| Dataset records |

>> begin

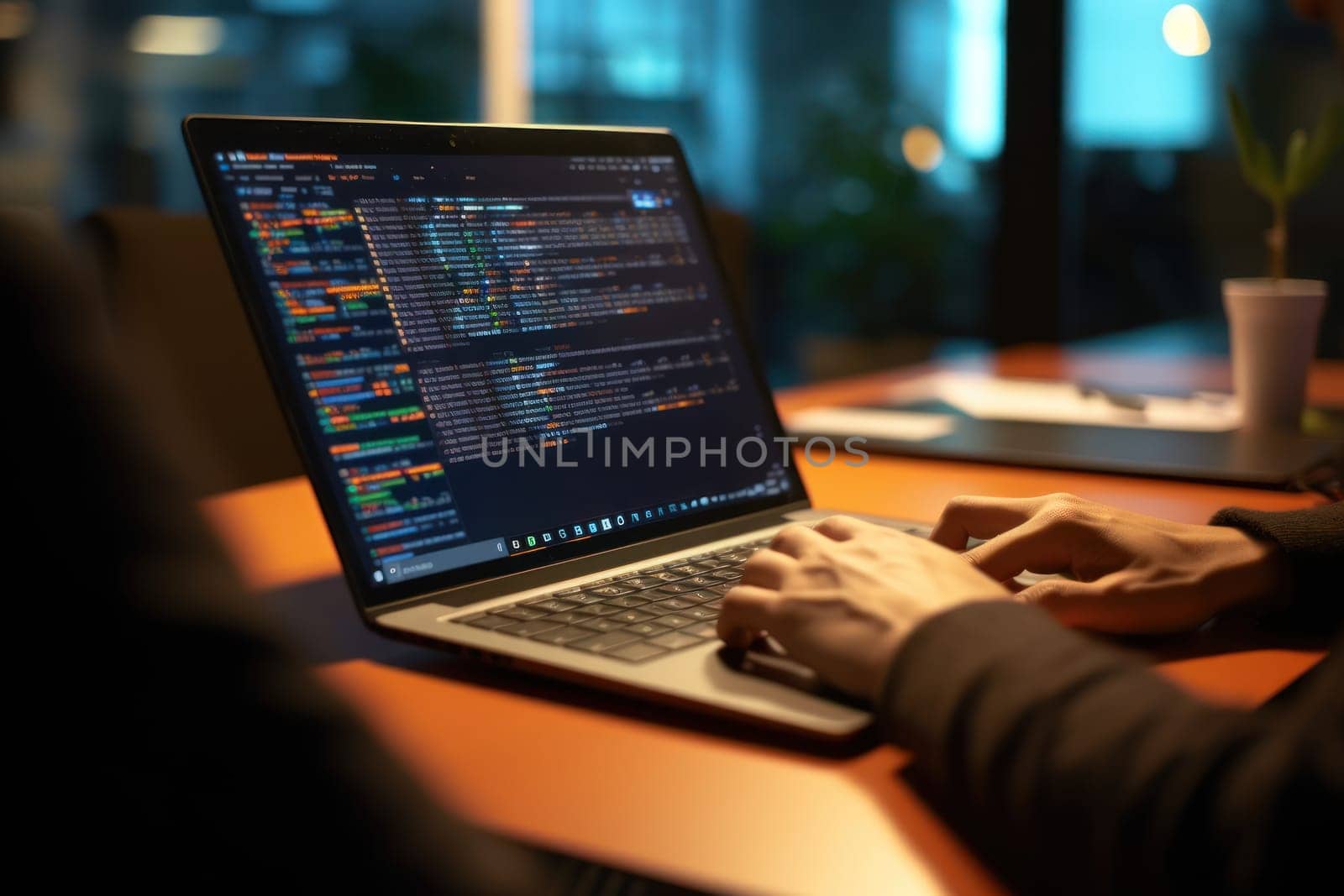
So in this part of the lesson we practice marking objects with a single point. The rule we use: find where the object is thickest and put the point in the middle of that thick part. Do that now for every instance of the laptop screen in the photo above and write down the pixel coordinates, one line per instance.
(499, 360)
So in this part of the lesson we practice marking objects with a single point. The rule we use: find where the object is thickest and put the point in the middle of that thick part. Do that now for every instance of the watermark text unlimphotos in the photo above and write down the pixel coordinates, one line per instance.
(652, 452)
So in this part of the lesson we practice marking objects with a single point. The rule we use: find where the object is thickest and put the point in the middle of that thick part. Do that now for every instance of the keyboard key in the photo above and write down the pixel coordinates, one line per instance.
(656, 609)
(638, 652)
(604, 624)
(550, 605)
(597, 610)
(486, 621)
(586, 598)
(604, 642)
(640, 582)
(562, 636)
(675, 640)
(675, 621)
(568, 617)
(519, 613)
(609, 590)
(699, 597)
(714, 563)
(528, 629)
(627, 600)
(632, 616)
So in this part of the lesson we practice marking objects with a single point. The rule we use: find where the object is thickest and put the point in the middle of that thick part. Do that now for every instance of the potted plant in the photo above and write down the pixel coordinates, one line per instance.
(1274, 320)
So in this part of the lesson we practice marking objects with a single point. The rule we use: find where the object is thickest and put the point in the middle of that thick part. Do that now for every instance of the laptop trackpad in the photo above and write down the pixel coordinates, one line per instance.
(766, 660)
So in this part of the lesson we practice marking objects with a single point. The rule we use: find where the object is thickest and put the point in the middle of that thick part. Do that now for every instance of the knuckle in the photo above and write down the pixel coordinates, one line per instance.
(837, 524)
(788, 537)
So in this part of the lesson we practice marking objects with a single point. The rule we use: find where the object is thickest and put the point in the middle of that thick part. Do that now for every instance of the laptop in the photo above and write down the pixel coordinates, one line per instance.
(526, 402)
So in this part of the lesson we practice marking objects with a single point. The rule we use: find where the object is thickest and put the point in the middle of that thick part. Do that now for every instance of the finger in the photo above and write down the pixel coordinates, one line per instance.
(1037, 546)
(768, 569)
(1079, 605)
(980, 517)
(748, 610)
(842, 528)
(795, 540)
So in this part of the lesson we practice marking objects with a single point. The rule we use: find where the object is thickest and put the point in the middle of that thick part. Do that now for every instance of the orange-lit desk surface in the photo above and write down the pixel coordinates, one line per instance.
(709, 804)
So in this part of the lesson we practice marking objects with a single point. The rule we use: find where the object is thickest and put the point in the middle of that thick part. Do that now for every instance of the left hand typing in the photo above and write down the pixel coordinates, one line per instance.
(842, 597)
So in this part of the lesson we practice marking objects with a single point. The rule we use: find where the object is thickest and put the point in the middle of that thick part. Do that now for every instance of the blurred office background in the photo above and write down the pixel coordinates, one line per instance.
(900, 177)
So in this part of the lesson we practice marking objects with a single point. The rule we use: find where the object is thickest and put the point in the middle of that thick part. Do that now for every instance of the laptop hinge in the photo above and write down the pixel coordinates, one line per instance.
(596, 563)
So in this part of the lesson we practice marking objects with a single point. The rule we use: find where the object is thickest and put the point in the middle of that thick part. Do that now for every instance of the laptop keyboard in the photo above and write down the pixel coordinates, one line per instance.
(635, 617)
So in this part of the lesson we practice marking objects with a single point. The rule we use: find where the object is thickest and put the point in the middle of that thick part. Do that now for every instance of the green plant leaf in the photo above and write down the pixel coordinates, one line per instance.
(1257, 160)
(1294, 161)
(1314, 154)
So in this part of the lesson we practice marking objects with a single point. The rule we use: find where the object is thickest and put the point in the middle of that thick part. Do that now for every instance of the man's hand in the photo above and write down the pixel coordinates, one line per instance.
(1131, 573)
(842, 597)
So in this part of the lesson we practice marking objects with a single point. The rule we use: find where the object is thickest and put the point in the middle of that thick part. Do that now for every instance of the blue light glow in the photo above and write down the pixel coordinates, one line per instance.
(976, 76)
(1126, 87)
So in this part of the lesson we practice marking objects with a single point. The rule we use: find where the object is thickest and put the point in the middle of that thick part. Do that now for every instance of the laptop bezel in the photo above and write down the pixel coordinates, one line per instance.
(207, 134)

>> end
>> begin

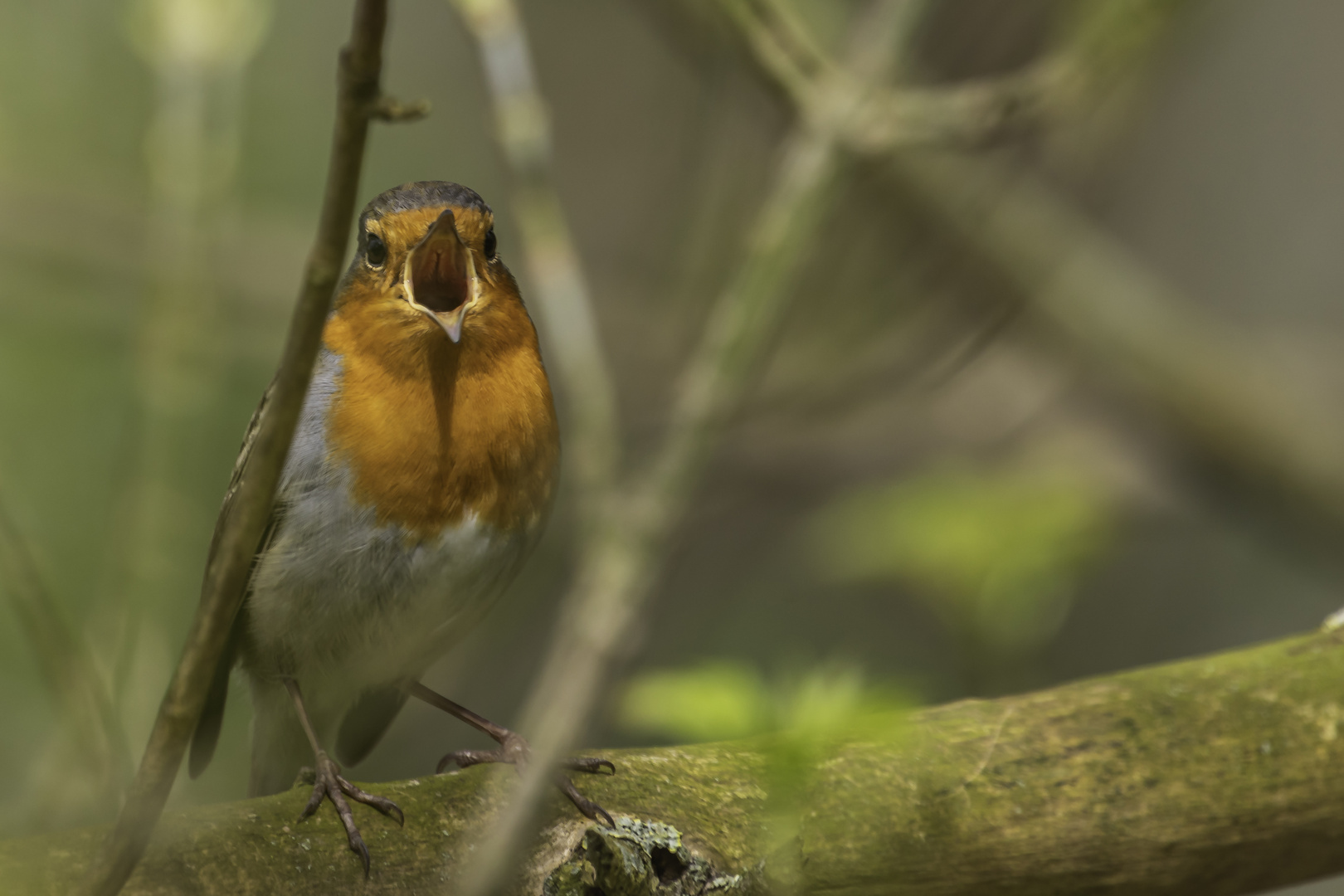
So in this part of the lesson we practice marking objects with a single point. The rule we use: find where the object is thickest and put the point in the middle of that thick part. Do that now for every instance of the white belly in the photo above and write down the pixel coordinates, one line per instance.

>> end

| What you are asked to do |
Recast the data from the line containing "the laptop screen" through the line containing "(1274, 320)", both included, as a JSON list of strings, with one string for each line and blank lines omitted.

| The completed task |
[
  "So in this part of the lesson we practice marking objects with a single point. The rule we use: find where the object is thickest and put the point in the middle of that thick part. Do that now for every instance of the laptop screen in the photo above and write down the pixel coordinates, one line per instance.",
  "(499, 360)",
  "So in this part of the lesson we practice marking objects with a single point. The rule we use: find where the object is thickest and put the point in the middle of that thick part. Do that now for every instance of the watermark text unlimphotos in the photo above and write down the pixel coordinates, one line per instance.",
  "(652, 452)",
  "So in this part of the lesson we practice marking objects with a single point. The rule we use: find where the object is thickest and put the point in the middle of that thick part. Do that now for every instance of the keyboard key in the photo above and write down the pixel coordinates, one line per instance.",
  "(656, 609)",
  "(638, 652)",
  "(604, 624)",
  "(550, 605)",
  "(597, 610)",
  "(486, 621)",
  "(586, 598)",
  "(604, 642)",
  "(640, 582)",
  "(562, 636)",
  "(675, 640)",
  "(675, 621)",
  "(568, 617)",
  "(519, 613)",
  "(609, 590)",
  "(699, 597)",
  "(714, 563)",
  "(528, 629)",
  "(627, 600)",
  "(632, 616)",
  "So in this part of the lesson we practice marking objects with a single point. The rule we use: find where the object is thickest and put the point in the middle of that thick part. Do that now for every instance of the potted plant in the photo above and write down the pixel coordinates, one line per instance.",
  "(1274, 320)"
]